Task requirements: Copy every row below, requests included, and shift each coordinate in the answers by adding 67 to it.

↓

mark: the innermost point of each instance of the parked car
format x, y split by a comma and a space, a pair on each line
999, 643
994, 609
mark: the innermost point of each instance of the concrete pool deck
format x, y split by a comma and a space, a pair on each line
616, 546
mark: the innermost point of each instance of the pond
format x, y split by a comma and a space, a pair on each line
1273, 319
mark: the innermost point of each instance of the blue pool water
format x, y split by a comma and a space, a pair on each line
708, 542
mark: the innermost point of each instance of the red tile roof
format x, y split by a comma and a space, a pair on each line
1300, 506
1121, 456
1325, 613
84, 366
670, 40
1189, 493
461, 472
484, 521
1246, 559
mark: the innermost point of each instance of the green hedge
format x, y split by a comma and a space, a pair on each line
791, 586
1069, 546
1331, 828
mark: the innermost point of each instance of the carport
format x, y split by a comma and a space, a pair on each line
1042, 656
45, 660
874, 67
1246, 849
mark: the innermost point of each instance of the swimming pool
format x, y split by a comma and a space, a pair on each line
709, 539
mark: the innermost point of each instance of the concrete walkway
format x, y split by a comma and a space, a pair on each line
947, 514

↑

Exercise response:
mark: the innermost point of each instance of the parked car
format x, y split by a comma and a space, a pair on each line
1066, 710
1061, 676
mark: the innermost point of each instance of the concrete pool deck
format x, y split by a comma and a space, a pair on each line
683, 613
mark: the innermost point of each instance of the pond
format x, y split by a comma and a space, a pair on each line
1340, 386
mark: the innermost point of each instance of the blue pool water
format x, y split by a comma and a space, a pair on each line
775, 609
mark: the innermost point of each instance of the red tile roof
format x, y split by a comma and a space, a pair on each line
1367, 573
1188, 523
1392, 680
151, 433
737, 107
1256, 560
528, 539
551, 588
1313, 626
mark: the innermost point of each instance of the green hedge
format x, y split by a comma and a space, a pair on each line
858, 653
1136, 613
1398, 895
mark: the innermost point of each instance of the carport
format x, y split by a comma and a space, a pair on each line
1109, 723
112, 727
941, 134
1313, 916
mark: the innermost point of each instance of the swimming pool
format x, y split by a comma and a space, a pair on each line
776, 606
mark: the innermost point of each instance of the concrete walkway
format x, y split by a comma and a space, a pair on each line
1014, 581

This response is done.